Locate the line that contains "Indicate the muddy". Print it and each following line through the end of the listing, verbatim, and nothing more.

────────────────────────────────────────

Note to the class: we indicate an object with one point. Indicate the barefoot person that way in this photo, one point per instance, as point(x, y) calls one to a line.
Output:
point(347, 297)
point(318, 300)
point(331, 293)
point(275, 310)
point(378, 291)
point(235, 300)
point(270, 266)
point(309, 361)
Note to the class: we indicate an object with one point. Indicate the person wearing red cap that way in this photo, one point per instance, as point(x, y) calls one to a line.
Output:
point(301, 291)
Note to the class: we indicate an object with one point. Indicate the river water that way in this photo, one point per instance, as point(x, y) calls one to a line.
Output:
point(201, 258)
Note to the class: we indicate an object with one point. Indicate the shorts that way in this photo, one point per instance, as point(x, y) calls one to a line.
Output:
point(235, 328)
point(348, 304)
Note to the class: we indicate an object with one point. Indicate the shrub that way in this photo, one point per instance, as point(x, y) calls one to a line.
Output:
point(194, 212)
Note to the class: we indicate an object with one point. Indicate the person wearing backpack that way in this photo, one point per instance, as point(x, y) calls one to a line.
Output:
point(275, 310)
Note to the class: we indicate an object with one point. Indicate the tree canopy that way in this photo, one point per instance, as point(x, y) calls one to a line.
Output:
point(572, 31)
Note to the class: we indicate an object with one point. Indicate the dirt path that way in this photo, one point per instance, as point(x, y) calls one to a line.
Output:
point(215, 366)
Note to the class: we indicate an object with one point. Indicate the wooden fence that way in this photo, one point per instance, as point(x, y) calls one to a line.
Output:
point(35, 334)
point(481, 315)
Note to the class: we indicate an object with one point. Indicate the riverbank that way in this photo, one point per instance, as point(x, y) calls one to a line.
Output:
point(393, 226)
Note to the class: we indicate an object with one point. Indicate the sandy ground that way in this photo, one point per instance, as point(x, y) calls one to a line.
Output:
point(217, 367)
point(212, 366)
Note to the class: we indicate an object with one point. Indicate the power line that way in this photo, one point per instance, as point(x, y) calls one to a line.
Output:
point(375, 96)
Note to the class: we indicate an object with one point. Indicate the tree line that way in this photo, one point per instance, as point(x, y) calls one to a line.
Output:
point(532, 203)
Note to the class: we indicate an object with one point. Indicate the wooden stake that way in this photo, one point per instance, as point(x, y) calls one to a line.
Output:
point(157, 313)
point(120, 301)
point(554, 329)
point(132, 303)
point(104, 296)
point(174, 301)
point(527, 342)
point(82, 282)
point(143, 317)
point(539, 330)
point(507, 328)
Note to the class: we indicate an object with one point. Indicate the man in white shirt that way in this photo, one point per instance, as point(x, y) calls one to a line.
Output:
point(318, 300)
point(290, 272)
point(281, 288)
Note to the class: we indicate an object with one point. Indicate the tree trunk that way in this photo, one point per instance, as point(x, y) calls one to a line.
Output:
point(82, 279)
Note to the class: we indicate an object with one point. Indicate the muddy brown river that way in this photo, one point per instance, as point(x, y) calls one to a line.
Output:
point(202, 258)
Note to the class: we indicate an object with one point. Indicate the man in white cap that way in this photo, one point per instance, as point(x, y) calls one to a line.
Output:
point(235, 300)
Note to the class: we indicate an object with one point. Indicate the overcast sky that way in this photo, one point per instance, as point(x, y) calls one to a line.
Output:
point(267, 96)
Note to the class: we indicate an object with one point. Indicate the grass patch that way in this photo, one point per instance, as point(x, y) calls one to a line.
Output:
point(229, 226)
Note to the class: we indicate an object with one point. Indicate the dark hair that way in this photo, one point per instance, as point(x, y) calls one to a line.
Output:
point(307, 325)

────────────────────────────────────────

== Solution to this problem ==
Note to the class: we indicate an object with one point. Indicate the muddy brown river that way in this photo, one point per instance, as point(x, y) calls one to a line.
Output:
point(202, 258)
Note to the class: we indicate an object with one point. Indicate the man in white cap that way in this photo, one point per instance, as point(x, y) calls one to a line.
Output:
point(235, 300)
Note to the class: we indicate an object with one point. Indicate the overcast sky that way in this photo, one point per instance, as point(x, y) calls one to a line.
Output:
point(267, 96)
Note to the class: we indicate an object with one point. Indicate the grass patch that way in this photo, one point per instance, as point(x, y) calls one to a line.
Output:
point(229, 226)
Note to the class: we indicate an object with one point. Indicate the dark hair that way in this photo, one point per instance, as point(x, y) calls one to a line.
Output:
point(307, 325)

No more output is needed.